• SET PROBLEM 1: Copy out each line of the records that contains the string "chair".

• SOURCE DOCUMENT:
/---

2.3.1. Weight Update Algorithm of GRU

The computation process of GRU prediction is elaborated in Section 2.1. During this process, the weight matrices $W_r$, $W_z$, $W$, $W_y$, $U_r$, $U_z$, and $U$ are initialized with random values, representing the weight matrices of the corresponding parameters. Subsequent to the prediction carried out by GRU, the weight matrices are updated based on the gradients of the prediction error. Detailed calculation steps are outlined in the following.

The square error of prediction is selected as the loss function, where $d_t$ represents the measured value, $y_t$ represents the predicted value, and $t$ represents the current time step.

$$E=\frac{1}{2}{(y^t-d^t)}^2,$$

(6)

The gradient of the parameter matrix can be calculated and vectorized using Equations (7)–(19):

$${\delta }_y^t=\left(y_t-d_t\right)·{\sigma }^{\text{'}}\left(W_y·h_t\right),$$

(7)

$${\mathsf{\delta }}_h^t={\delta }_y^t·{W^y}^T+{\delta }_z^{t+1}·{U^z}^T+{\delta }^{t+1}·U^T·r_{t+1}+{\delta }_r^{t+1}·{U^r}^T+{\delta }_h^{t+1}·(1-z_{t+1}),$$

(8)

$${\delta }_z^t={\delta }_h^t·({\tilde{h}}_t-h_{t-1})·{\sigma }^{\text{'}}(W_z·x_t+U_z·h_{t-1}),$$

(9)

$${\delta }^t={\delta }_h^t·z^t·{\mathrm{t}\mathrm{a}\mathrm{n}h}^{\text{'}}(W·x_t+U(r_t\odot h_{t-1}\left)\right),$$

(10)

$${\delta }^r={\mathrm{t}\mathrm{a}\mathrm{n}h}^{\text{'}}\left(W·x_t+U\left(r_t\odot h_{t-1}\right)\right),$$

(11)

\---

• SET PROBLEM 2: Name every weight matrix that the GRU weight update passage says is initialized with random values.

• RECORDED DATA:
/---

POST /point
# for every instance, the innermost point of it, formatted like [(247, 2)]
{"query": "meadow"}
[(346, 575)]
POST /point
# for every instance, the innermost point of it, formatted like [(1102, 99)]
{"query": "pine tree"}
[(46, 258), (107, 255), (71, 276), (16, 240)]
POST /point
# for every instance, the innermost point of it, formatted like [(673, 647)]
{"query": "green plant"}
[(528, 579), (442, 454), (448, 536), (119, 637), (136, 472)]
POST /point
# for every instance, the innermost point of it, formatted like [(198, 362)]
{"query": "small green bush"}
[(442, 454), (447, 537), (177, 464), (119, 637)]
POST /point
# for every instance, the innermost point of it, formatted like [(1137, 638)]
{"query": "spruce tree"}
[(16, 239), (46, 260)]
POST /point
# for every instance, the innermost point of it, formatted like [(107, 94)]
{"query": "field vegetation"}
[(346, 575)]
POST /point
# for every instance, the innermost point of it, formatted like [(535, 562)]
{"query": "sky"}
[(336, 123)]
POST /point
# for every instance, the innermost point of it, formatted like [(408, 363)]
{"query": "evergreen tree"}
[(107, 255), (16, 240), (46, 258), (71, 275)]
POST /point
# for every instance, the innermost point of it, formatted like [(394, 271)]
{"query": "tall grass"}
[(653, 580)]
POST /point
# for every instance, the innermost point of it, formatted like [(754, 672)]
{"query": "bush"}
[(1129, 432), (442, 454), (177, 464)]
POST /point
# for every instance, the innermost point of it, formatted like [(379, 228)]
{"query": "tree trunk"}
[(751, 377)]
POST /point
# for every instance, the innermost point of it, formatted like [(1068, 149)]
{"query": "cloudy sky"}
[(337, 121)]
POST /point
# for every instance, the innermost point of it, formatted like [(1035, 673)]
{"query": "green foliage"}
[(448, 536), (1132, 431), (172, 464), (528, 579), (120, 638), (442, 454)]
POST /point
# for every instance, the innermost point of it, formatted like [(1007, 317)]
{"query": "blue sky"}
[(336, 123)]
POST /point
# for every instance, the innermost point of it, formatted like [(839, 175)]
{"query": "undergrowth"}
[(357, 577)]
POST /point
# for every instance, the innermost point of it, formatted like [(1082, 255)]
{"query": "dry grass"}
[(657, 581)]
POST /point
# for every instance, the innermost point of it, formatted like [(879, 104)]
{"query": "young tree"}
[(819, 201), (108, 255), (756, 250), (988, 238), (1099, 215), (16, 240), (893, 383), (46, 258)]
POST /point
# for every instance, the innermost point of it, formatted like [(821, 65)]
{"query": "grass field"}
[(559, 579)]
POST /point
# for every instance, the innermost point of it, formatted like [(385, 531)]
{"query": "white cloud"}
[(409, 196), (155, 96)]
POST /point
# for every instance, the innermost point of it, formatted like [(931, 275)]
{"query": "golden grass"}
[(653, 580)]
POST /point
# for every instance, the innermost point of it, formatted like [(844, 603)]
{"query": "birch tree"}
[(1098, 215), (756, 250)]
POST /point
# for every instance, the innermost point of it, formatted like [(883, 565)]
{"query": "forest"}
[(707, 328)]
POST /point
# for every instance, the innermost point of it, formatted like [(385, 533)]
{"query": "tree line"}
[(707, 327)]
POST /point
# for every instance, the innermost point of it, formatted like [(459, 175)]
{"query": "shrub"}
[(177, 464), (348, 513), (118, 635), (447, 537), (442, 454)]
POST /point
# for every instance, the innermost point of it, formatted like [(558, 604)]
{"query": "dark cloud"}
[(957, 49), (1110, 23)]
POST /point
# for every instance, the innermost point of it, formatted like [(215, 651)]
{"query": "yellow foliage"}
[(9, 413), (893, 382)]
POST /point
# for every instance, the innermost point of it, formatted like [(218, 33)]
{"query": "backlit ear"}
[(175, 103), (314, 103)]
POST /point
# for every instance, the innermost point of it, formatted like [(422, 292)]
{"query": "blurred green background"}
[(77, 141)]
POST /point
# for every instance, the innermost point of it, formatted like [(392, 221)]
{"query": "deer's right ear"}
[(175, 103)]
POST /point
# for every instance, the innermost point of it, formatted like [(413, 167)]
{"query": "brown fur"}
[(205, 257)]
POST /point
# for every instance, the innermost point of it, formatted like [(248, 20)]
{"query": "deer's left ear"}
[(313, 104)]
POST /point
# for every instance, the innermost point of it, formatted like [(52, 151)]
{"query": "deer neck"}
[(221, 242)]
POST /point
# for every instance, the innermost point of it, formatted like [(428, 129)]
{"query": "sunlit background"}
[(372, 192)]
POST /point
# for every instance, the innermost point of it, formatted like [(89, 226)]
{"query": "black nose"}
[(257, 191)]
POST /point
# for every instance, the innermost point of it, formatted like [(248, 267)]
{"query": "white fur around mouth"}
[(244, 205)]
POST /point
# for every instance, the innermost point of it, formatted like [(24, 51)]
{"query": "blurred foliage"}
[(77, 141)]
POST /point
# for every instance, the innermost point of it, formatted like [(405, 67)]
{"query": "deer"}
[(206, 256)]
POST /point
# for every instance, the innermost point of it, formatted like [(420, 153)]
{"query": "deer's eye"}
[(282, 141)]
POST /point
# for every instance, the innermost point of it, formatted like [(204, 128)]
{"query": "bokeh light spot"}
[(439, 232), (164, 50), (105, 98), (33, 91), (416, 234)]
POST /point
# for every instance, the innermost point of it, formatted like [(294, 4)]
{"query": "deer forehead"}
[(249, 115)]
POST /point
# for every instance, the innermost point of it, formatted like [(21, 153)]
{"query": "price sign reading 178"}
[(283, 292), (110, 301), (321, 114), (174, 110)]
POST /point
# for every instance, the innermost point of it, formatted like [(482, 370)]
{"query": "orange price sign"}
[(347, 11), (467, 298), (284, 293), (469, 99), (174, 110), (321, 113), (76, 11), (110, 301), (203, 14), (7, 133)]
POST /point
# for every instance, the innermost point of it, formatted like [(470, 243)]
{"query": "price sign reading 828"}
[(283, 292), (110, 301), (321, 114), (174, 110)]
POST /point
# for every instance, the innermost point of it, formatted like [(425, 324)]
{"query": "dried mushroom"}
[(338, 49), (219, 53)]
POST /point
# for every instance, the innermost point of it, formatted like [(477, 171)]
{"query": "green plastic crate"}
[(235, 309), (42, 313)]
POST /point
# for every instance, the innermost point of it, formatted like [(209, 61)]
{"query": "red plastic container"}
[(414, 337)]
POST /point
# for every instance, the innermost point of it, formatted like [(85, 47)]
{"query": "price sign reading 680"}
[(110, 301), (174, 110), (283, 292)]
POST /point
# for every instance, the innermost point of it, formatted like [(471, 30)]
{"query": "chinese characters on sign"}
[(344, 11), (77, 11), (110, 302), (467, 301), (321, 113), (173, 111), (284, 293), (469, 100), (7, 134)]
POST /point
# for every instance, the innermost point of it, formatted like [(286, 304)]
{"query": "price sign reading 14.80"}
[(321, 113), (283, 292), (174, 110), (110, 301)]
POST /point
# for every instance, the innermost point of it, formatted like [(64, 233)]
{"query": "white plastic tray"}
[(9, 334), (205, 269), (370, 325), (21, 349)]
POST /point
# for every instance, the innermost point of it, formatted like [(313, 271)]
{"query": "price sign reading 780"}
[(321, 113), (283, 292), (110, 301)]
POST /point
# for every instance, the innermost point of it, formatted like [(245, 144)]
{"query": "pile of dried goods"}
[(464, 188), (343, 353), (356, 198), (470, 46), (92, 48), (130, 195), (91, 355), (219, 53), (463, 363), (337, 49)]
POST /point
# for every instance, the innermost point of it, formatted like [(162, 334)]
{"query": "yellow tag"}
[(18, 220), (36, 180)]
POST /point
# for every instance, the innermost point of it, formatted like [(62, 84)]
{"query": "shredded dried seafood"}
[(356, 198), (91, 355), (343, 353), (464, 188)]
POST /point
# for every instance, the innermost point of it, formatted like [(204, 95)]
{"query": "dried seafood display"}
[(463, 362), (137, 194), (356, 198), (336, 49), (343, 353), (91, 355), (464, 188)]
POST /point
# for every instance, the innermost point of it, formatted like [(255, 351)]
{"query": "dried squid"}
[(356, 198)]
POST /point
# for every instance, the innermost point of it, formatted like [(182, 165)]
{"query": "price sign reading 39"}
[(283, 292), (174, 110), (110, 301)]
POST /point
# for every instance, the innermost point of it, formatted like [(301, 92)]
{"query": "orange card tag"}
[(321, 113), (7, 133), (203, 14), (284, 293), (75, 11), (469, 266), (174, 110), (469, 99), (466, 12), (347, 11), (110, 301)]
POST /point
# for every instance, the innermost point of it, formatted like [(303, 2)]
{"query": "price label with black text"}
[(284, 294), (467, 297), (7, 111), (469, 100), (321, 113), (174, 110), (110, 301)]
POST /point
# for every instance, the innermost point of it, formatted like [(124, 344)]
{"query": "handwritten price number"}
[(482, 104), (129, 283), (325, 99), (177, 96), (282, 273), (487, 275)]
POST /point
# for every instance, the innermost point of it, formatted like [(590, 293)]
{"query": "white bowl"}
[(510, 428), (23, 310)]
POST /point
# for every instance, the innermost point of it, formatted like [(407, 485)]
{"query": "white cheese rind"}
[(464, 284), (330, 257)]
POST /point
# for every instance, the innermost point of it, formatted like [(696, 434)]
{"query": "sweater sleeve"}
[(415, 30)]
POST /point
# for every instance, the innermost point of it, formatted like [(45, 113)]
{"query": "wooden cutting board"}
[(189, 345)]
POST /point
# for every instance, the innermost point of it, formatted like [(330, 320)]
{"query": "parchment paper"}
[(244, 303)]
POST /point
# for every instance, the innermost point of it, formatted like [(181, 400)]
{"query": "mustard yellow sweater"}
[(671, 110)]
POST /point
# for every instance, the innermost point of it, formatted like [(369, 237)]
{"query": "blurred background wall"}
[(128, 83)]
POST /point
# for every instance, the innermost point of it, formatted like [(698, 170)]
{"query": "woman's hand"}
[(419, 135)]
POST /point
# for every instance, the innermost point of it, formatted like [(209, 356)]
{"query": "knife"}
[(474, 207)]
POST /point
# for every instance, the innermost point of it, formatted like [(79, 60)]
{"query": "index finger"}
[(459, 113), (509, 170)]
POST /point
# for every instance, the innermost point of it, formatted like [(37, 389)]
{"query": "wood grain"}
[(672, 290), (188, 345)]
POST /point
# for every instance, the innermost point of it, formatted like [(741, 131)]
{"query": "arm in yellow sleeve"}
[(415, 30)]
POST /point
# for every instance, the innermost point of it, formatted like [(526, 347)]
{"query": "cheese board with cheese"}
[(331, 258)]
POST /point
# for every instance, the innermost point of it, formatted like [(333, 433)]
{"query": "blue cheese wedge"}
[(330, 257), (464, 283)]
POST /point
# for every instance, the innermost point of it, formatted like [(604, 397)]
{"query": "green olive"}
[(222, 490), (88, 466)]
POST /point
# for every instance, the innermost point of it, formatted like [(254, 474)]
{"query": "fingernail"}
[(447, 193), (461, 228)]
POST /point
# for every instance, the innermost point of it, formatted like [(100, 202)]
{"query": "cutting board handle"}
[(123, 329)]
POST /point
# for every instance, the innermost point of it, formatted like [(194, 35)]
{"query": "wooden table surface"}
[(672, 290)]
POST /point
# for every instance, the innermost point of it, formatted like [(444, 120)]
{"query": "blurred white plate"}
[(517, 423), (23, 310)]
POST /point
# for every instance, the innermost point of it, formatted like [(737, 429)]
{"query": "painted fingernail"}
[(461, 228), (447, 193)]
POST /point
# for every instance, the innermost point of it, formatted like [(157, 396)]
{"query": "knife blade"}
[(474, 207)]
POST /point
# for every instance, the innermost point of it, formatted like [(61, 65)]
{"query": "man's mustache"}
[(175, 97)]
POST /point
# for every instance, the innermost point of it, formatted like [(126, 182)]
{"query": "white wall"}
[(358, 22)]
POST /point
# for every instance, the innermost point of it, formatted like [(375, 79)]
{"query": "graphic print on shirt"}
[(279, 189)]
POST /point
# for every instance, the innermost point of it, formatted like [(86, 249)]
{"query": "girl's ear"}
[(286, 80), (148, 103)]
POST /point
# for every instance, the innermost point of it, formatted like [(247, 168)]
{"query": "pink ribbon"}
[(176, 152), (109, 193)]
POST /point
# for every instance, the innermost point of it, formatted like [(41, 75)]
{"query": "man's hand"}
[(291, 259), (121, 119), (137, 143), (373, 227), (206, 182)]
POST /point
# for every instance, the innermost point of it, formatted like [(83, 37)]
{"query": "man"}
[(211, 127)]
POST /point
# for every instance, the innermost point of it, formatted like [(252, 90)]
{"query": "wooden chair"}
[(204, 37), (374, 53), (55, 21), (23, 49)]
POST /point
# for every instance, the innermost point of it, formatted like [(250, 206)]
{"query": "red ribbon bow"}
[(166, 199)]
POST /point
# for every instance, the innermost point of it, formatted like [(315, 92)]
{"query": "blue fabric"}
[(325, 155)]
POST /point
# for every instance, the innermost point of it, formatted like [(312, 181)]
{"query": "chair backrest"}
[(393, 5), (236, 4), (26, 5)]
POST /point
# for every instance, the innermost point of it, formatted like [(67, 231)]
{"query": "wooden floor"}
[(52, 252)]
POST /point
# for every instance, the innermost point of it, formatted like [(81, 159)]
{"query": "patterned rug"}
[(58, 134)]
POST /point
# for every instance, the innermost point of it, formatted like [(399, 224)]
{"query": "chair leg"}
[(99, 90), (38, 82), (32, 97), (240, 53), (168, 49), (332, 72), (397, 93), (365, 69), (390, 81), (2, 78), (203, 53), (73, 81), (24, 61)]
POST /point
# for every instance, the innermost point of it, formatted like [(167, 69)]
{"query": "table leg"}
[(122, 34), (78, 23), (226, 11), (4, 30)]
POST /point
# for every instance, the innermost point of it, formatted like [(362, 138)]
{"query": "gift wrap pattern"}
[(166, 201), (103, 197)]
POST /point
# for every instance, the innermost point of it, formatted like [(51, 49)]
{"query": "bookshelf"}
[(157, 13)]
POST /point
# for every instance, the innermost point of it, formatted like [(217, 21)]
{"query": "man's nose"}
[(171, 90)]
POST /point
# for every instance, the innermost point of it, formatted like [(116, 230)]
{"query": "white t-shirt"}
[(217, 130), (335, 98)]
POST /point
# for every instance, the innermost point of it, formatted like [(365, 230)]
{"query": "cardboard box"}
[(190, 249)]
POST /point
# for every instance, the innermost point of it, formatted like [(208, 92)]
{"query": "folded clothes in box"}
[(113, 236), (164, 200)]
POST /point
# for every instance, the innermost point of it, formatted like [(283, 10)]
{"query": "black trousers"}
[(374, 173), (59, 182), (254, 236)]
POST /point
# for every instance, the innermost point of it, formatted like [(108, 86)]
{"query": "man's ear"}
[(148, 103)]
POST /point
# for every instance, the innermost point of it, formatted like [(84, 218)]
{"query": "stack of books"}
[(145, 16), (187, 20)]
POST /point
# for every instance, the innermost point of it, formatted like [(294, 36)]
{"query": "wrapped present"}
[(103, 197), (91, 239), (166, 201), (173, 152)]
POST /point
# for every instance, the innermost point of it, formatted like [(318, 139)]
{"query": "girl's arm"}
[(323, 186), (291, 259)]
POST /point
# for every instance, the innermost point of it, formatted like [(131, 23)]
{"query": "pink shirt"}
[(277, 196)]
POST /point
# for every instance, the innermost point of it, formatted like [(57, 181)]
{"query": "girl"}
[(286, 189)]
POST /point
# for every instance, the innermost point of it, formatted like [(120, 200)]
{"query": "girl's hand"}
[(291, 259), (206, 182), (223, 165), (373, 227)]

\---

• EXERCISE SOLUTION 1:
{"query": "wooden chair"}
{"query": "chair backrest"}
{"query": "chair leg"}

• EXERCISE SOLUTION 2: W_r, W_z, W, W_y, U_r, U_z, U